• WHAT TO WORK ON: In the data below, reproduce everything exactly except the images.

• LISTED RECORDS:
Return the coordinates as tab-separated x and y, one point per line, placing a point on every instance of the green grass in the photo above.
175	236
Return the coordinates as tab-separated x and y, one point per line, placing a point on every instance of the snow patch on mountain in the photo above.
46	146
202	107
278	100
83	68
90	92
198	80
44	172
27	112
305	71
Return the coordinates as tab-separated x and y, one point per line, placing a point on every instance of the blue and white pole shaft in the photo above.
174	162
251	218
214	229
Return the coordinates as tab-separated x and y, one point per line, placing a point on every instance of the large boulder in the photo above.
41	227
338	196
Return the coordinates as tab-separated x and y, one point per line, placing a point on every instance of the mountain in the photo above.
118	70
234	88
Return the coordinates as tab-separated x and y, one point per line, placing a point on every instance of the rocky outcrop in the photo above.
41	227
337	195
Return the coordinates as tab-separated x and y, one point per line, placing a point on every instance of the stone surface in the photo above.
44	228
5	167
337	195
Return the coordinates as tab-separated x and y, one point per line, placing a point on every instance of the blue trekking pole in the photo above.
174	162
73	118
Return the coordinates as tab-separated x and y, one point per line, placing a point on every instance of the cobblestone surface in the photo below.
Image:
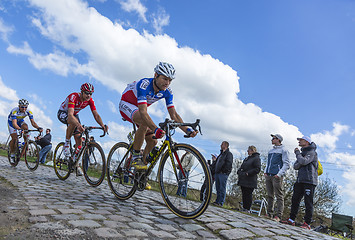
72	209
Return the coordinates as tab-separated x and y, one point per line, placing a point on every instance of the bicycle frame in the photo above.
168	143
86	142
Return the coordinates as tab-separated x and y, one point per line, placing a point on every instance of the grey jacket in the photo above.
307	165
278	161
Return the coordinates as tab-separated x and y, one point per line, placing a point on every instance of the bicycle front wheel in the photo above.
32	155
17	153
120	176
61	163
186	195
94	164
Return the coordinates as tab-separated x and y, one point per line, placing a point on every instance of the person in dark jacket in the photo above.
223	168
307	180
212	167
248	176
46	145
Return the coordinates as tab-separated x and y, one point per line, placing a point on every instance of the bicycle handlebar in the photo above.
33	130
89	128
171	124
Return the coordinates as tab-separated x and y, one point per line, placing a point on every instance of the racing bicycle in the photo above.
92	155
124	181
27	149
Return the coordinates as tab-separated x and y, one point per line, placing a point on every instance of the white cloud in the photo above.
56	62
114	56
134	6
4	30
160	20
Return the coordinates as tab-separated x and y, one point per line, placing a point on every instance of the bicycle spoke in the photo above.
183	194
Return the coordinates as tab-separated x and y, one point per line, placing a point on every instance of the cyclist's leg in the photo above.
13	142
130	113
150	143
24	127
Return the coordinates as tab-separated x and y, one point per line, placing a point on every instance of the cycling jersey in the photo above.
142	92
73	101
16	114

• RESPONSE TO THIS EXERCISE:
Return the coordinates as tab-separated x and y, one point per line, placing a point on every instance of the green grass in the photo above.
175	236
Return the coordinates as tab-separated x and y, one point per line, placing a point on every instance of the snow patch on mountain in the photo above.
46	146
202	107
278	100
83	68
90	92
198	80
44	172
27	112
305	71
Return the coordinates as tab-separated x and y, one point per line, placing a point on every instance of the blue and white pole shaft in the photo above.
174	162
251	218
214	229
Return the coordinates as tab-separated x and y, one point per line, placing a point on every instance of the large boulder in the photo above.
41	227
338	196
Return the coordinates as tab-separated x and y, one point per line, placing a point on every instance of the mountain in the photo above.
118	70
234	88
Return the coordinates as tab-separated x and y, one point per line, placing a point on every instance of the rocky outcrop in the photo above.
41	227
337	195
Return the coordinates as tab-separated x and y, one point per line, placing a point on every instance of the stone surface in the photo above.
44	228
5	167
337	195
Return the coordinates as tab-separated x and y, one point per line, placing a point on every instance of the blue trekking pole in the photo above.
174	162
73	118
Return the coordinates as tab-separated x and y, one point per line, placing a point on every instance of the cobblestone surface in the photo below.
Image:
72	209
Return the coordinates as tab-separated x and y, one point per line, placing a point on every instance of the bicycle frame in the photo above.
168	143
86	142
Return the coordinates as tab-separated x and y, one point per line, placing a point on every instance of the grey jacket in the photo above.
307	165
278	161
Return the coordinates as tab-separated x and y, one point per line, placing a point on every instance of the bicycle front wheel in the photo above.
32	155
17	153
120	176
61	163
186	195
94	164
Return the coordinates as tab-separated x and y, one point per line, placing a point on every instance of the person in dark jacket in the photo above.
223	168
307	180
212	167
248	176
46	145
Return the coordinates as tab-separated x and y, one point per line, placing a point on every instance of the bicycle handlebar in the photo above.
33	130
89	128
171	124
Return the coordinates as tab-separated x and y, one point per line, placing a point on every instance of the racing bicycle in the photo above.
92	155
124	181
27	149
Return the coordinates as tab-separated x and y, one point per line, placing a point on every instance of the white cloud in the photo above.
56	62
114	56
134	6
4	30
160	20
Return the coordinates as tab-separated x and y, one point per line, placing a point on every instance of the bicycle spoke in the photo above.
183	194
Return the coordinates as tab-separated x and y, one point per line, placing a point on every instance of the cyclist's leg in the photo above.
13	142
130	113
150	143
24	127
Return the coordinates as tab-separated x and y, one point per line, placing a point on every instance of the cycling jersey in the photo above.
142	92
73	101
16	114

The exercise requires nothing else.